PROBLEM TO SOLVE
Turn the paragraph of the H19 RNA text below that begins "Although H19 was the first" into a short bulleted list of its main facts.

TEXT

The imprinted H19 noncoding RNA is a primary microRNA precursor

Abstract

Although H19 was the first imprinted noncoding transcript to be identified, the function of this conserved RNA has remained unclear. Here, we identify a 23-nucleotide microRNA derived from H19 that is endogenously expressed in human keratinocytes and neonatal mice and overexpressed in cells transfected with human or mouse H19 expression plasmids. These data demonstrate that H19 can function as a primary microRNA precursor and suggest that H19 expression results in the post-transcriptional downregulation of specific mRNAs during vertebrate development.

FIGURE 1.

Predicted structure and processing sites of the H19-derived primary miR-675 precursor. (A) Predicted RNA structures adopted by human and mouse pri-miR-675. Predicted Drosha processing sites are indicated by closed arrows and Dicer processing sites by open arrows. The predicted mature miRNA sequences are shown in red, including the miR-675 cDNA sequence cloned from human keratinocytes. The human and mouse pri-miR-675 precursors differ at six positions, indicated in blue, including a single nucleotide deletion in the terminal loop (shown as a delta). There is one difference in the predicted mature miRNA, a G to A change at position 10. This change lies outside the critical miRNA “seed” region (nucleotides 2–8) (Bartel 2004) and would continue to permit base pairing to a “U” residue in target mRNAs. (B) Predicted RNA structure adopted by the KSHV pri-miR-K5 hairpin. A previously described (Gottwein et al. 2006) natural polymorphism in the pri-miR-K5 precursor, which results in inefficient Drosha processing, is indicated in green. (C) Primer extension analysis to detect mature human or mouse miR-675. 293T cells were transfected with expression plasmids encoding similar ∼580-nt-long H19 cDNA sequences centered on the predicted pri-miR-675 hairpins (panel A). At 48 h after transfection, total RNA was harvested and subjected to primer extension analysis (Lee et al. 2003) using 18-nt primers fully complementary to the 3′ ends of the predicted human or mouse miR-675 sequence. The predicted 23-nt-long extension product was detected in each case. Mock-transfected 293T cells were used as a negative control.

FIGURE 2.

H19 is processed by Drosha in vitro. A 295-nt-long human pri-miR-675 transcript, centered on the predicted miR-675 hairpin (Fig. 1A) was transcribed in vitro in the presence of α-³²P CTP. Flag-tagged Drosha:DGCR8 was affinity purified from 293T cells cotransfected with Drosha–Flag and DGCR8–Flag expression plasmids (Gottwein et al. 2006). The 295-nt pri-miR-675 precursor is predicted to be processed by Drosha:DGCR8 to give a 57-nt-long pre-miRNA (indicated with an asterisk). Wild-type and mutant (m) versions of a previously described (Gottwein et al. 2006) pri-miR-K5 transcript served as controls. The pre-miRNA intermediate for pri-miR-K5 is predicted to be 62 nt long (asterisk). (M) DNA markers.

DATA PROVIDED
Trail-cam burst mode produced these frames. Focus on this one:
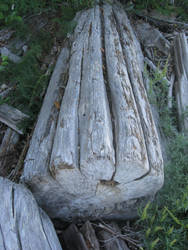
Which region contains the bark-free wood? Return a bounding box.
[22,1,163,220]
[0,104,28,134]
[0,128,19,177]
[80,221,100,250]
[0,177,62,250]
[174,33,188,134]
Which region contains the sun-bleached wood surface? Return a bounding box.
[22,4,163,220]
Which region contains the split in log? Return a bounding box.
[174,33,188,134]
[63,224,90,250]
[22,1,163,220]
[0,128,19,177]
[80,221,100,250]
[0,104,28,134]
[0,177,62,250]
[135,23,170,55]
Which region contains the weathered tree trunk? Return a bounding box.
[0,177,62,250]
[0,128,19,177]
[22,4,163,220]
[0,104,28,134]
[174,33,188,134]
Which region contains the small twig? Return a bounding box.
[97,223,140,247]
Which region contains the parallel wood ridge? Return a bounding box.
[0,177,62,250]
[22,4,163,220]
[114,5,163,175]
[174,33,188,134]
[23,43,69,179]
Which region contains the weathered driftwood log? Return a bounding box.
[22,2,163,220]
[0,177,62,250]
[63,224,90,250]
[0,104,28,134]
[174,33,188,134]
[80,221,100,250]
[0,128,19,177]
[135,22,170,55]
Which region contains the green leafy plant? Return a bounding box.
[137,64,188,250]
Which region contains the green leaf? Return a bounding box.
[0,3,9,11]
[0,12,4,20]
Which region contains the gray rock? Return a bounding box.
[0,177,62,250]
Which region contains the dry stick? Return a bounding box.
[93,223,139,247]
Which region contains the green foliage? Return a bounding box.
[138,64,188,250]
[0,0,94,27]
[1,31,52,132]
[134,0,188,21]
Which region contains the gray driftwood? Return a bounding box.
[174,33,188,134]
[0,47,21,63]
[0,104,28,134]
[0,177,62,250]
[135,22,170,55]
[22,1,163,220]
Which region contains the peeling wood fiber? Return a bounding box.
[22,4,163,220]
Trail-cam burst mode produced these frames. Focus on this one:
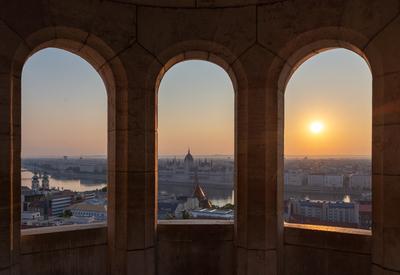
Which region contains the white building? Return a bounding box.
[284,171,305,186]
[66,203,107,220]
[324,175,343,188]
[350,175,371,189]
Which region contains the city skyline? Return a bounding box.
[22,48,372,157]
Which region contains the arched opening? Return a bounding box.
[283,49,372,230]
[157,60,235,220]
[21,48,108,229]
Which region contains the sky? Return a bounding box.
[284,49,372,156]
[22,48,372,157]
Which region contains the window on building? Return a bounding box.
[284,49,372,229]
[158,61,235,220]
[21,48,107,229]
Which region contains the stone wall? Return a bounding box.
[0,0,400,275]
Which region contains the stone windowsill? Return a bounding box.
[21,223,107,236]
[284,222,372,236]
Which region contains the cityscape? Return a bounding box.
[21,149,372,230]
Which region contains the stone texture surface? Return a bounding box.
[0,0,400,275]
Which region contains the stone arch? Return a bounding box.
[153,41,247,224]
[9,27,128,270]
[152,41,247,93]
[267,28,382,231]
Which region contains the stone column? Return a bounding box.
[109,44,161,275]
[236,44,282,275]
[366,14,400,275]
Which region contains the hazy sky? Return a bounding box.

SOLUTION FOR THIS TASK
- H19 was the first imprinted noncoding transcript identified, but the function of this conserved RNA has remained unclear.
- A 23-nucleotide microRNA derived from H19 was identified.
- It is endogenously expressed in human keratinocytes and neonatal mice.
- It is overexpressed in cells transfected with human or mouse H19 expression plasmids.
- The data show that H19 can function as a primary microRNA precursor.
- They suggest that H19 expression downregulates specific mRNAs post-transcriptionally during vertebrate development.